[TASK DIRECTIONS]
Would you give the number of lines below in which the string "surface" appears? Nothing else is needed.

▬▬▬▬▬▬▬▬▬▬

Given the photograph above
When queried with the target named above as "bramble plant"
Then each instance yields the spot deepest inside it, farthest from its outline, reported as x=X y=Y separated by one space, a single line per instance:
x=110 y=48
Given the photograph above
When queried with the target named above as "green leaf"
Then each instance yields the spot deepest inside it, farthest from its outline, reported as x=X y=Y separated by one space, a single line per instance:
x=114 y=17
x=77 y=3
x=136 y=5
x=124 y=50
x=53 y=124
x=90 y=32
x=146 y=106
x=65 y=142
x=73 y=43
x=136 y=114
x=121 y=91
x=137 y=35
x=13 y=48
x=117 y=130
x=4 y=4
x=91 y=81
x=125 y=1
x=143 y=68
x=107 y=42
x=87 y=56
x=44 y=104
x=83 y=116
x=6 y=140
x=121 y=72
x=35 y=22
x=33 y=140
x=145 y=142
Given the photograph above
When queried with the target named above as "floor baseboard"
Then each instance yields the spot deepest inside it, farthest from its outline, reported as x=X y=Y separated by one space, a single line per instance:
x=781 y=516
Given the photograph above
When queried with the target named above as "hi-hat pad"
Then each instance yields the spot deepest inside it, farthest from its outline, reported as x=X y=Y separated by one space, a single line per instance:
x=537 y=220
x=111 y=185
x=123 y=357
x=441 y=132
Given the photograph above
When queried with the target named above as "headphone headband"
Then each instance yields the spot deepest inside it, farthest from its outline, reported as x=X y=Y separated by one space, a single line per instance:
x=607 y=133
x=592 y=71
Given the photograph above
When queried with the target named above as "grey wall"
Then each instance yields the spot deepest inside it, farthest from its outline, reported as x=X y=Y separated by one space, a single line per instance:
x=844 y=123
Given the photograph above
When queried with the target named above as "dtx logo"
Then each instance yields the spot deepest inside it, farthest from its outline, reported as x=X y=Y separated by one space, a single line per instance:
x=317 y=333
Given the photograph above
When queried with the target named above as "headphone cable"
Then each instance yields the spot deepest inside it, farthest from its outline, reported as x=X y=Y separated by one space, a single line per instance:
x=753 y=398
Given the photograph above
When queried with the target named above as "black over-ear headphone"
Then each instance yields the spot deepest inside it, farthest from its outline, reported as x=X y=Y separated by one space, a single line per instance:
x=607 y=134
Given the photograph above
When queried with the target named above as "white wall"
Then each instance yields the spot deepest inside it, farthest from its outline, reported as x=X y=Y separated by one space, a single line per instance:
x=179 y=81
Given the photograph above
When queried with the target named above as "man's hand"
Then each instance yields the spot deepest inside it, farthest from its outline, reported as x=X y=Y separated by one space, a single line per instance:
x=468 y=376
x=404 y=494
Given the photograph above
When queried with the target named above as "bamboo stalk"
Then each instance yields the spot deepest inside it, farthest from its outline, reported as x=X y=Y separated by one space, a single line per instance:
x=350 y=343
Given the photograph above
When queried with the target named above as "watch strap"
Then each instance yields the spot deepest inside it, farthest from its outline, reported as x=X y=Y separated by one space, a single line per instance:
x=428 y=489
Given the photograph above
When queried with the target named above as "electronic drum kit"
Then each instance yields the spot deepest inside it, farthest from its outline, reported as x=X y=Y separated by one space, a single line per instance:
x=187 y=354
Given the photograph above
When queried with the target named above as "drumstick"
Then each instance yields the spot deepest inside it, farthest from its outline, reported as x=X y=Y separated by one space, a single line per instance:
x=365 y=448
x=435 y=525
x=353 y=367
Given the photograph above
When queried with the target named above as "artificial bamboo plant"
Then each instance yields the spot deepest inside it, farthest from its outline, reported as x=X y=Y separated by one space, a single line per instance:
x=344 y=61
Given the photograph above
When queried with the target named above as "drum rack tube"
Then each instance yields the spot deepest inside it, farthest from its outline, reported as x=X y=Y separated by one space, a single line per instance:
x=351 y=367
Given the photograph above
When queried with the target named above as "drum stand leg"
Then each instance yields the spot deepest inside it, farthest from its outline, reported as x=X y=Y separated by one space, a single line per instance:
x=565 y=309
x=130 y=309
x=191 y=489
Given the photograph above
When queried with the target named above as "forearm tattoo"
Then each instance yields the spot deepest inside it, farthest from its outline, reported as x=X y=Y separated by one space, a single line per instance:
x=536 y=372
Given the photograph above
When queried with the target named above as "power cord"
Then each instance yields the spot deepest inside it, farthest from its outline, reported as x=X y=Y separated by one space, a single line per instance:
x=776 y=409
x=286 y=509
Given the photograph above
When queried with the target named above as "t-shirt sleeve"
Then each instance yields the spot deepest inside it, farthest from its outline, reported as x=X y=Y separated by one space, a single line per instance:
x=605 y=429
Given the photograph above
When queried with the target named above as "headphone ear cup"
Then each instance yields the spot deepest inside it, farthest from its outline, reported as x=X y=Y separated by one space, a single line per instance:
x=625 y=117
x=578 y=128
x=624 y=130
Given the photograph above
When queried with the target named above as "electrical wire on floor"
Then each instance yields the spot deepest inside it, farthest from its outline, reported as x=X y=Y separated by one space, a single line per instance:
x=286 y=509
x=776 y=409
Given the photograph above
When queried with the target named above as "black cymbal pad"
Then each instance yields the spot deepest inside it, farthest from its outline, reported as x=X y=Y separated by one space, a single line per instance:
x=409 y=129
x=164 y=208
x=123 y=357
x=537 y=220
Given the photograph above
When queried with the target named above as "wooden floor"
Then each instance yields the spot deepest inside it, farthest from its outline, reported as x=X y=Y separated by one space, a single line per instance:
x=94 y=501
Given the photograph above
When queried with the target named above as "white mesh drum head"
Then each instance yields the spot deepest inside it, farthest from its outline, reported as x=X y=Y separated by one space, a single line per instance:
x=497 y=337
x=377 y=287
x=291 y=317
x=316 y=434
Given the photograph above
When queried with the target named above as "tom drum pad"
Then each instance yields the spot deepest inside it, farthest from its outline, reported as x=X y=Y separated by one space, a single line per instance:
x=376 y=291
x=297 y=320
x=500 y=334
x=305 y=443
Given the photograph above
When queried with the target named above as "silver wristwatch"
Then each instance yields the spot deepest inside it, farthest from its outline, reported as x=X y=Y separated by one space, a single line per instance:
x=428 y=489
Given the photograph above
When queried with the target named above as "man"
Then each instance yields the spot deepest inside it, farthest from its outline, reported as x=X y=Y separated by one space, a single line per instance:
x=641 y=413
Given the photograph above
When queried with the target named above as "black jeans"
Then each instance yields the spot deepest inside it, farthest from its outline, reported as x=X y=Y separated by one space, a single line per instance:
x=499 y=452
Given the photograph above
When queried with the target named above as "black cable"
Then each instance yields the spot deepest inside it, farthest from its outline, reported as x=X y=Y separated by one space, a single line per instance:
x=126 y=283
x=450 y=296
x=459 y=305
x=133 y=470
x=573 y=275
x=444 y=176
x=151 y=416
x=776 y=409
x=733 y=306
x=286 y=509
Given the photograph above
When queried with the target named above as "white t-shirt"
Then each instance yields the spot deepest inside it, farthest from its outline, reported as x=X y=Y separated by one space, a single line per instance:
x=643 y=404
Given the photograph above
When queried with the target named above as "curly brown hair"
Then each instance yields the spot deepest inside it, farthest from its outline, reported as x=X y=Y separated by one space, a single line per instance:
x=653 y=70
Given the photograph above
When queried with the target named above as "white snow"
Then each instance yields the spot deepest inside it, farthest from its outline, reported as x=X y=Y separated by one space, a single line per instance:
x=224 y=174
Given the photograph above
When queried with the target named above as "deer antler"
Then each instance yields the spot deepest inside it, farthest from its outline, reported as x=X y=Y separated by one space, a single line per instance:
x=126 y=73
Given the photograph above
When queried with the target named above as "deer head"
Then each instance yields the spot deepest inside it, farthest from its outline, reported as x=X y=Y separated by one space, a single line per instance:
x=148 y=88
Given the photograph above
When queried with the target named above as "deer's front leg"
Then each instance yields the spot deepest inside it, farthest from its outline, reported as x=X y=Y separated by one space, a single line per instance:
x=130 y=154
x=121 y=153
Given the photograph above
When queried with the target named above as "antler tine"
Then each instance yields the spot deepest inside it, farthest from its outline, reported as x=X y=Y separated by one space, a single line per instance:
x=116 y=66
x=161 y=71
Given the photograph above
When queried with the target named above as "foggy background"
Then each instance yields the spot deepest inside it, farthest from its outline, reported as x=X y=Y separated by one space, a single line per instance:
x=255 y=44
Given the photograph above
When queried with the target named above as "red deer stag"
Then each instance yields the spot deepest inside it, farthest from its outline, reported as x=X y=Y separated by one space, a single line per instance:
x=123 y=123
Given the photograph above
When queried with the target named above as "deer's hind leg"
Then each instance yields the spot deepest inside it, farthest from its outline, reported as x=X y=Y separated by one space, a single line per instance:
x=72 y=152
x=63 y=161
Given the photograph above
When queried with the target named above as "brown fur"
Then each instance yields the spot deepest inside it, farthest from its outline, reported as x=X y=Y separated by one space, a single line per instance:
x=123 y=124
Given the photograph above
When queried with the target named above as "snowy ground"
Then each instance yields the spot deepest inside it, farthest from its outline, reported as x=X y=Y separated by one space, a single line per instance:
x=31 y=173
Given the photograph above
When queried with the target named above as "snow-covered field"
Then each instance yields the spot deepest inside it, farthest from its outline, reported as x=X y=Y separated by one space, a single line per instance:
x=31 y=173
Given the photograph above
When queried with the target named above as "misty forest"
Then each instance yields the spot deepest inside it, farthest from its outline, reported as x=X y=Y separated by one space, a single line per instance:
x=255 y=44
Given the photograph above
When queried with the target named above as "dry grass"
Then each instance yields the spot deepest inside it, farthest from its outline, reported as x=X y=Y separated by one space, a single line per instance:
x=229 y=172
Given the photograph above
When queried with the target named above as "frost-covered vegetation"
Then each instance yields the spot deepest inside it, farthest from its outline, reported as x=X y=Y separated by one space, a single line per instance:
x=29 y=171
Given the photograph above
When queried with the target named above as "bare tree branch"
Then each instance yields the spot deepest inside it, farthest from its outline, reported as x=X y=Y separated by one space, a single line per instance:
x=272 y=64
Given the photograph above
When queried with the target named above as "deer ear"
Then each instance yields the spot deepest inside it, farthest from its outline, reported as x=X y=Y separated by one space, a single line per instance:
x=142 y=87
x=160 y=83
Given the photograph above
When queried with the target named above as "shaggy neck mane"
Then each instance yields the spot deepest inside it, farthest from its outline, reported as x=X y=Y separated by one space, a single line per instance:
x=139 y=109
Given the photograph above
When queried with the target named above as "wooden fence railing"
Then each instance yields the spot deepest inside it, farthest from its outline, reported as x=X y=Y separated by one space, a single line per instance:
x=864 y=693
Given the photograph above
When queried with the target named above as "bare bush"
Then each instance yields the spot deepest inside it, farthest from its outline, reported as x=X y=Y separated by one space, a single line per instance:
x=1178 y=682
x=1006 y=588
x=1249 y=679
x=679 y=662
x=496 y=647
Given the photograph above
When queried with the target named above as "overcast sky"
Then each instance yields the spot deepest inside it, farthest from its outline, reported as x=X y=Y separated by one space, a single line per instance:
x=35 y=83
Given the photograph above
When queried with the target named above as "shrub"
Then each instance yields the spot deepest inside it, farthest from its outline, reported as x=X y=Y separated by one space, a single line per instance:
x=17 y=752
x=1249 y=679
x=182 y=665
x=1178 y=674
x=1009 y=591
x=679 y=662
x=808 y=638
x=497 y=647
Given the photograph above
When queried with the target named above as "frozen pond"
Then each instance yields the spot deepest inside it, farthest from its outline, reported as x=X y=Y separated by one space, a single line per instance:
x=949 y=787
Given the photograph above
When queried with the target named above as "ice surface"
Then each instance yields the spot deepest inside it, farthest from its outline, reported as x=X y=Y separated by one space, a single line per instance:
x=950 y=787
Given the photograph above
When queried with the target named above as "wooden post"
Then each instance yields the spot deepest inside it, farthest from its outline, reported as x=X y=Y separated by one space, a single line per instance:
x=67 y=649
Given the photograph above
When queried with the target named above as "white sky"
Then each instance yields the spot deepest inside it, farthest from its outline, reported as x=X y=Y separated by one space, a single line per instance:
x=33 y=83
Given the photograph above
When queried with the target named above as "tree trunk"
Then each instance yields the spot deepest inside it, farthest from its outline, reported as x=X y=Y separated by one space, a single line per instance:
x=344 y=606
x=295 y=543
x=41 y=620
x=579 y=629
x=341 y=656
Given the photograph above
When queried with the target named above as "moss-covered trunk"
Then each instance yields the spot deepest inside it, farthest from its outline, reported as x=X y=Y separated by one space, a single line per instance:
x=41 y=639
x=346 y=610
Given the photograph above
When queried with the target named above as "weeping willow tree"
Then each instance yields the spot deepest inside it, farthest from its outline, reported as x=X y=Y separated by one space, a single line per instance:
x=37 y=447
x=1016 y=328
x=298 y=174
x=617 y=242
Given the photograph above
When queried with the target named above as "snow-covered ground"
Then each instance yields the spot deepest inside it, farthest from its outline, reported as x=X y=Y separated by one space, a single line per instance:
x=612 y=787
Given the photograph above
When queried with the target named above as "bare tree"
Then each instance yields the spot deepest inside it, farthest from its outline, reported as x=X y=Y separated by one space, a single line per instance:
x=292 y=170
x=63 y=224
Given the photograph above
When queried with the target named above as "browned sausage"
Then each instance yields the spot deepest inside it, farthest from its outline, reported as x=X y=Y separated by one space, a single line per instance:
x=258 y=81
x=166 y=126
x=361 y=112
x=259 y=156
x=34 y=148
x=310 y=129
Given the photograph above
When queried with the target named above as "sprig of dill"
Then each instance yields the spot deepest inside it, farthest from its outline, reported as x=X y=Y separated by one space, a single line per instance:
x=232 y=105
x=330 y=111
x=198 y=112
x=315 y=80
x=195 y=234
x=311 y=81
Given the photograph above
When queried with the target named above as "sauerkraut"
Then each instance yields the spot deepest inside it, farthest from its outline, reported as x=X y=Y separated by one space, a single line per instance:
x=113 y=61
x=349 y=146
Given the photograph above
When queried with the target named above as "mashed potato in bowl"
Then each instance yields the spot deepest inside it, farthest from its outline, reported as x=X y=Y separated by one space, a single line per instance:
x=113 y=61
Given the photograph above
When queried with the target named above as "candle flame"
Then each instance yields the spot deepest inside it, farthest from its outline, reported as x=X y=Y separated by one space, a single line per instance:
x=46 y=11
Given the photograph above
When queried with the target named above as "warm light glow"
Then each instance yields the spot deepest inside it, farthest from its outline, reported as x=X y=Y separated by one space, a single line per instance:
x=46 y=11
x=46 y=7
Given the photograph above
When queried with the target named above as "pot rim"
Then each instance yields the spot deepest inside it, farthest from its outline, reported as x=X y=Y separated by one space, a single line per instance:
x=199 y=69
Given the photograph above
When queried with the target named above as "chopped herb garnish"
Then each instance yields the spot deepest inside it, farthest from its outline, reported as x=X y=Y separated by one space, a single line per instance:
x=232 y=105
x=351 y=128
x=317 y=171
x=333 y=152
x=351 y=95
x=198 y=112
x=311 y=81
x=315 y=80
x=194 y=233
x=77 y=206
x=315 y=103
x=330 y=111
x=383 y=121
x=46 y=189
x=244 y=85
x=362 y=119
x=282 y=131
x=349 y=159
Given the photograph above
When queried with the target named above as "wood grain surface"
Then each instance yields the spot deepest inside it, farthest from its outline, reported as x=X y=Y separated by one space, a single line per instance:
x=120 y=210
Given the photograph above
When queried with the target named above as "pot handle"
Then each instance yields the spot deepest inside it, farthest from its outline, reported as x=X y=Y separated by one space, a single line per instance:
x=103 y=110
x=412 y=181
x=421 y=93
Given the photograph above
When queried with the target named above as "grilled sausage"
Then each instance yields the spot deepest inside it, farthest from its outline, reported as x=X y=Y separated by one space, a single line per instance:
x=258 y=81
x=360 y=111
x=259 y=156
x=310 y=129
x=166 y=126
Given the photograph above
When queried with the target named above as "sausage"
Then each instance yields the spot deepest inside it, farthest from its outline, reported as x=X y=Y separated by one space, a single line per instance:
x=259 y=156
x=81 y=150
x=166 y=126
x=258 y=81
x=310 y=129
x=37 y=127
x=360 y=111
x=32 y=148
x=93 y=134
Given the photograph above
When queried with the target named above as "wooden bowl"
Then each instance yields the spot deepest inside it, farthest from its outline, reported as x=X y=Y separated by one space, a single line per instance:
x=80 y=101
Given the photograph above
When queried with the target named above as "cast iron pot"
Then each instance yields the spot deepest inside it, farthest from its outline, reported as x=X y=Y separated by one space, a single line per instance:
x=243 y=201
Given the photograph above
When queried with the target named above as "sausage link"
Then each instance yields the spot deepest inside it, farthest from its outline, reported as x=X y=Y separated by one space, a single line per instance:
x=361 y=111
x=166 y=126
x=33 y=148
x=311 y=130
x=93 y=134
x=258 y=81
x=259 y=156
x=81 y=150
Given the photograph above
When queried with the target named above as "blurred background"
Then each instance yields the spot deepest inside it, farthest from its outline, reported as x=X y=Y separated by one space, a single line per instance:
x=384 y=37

▬▬▬▬▬▬▬▬▬▬

[EXPECTED ANSWER]
2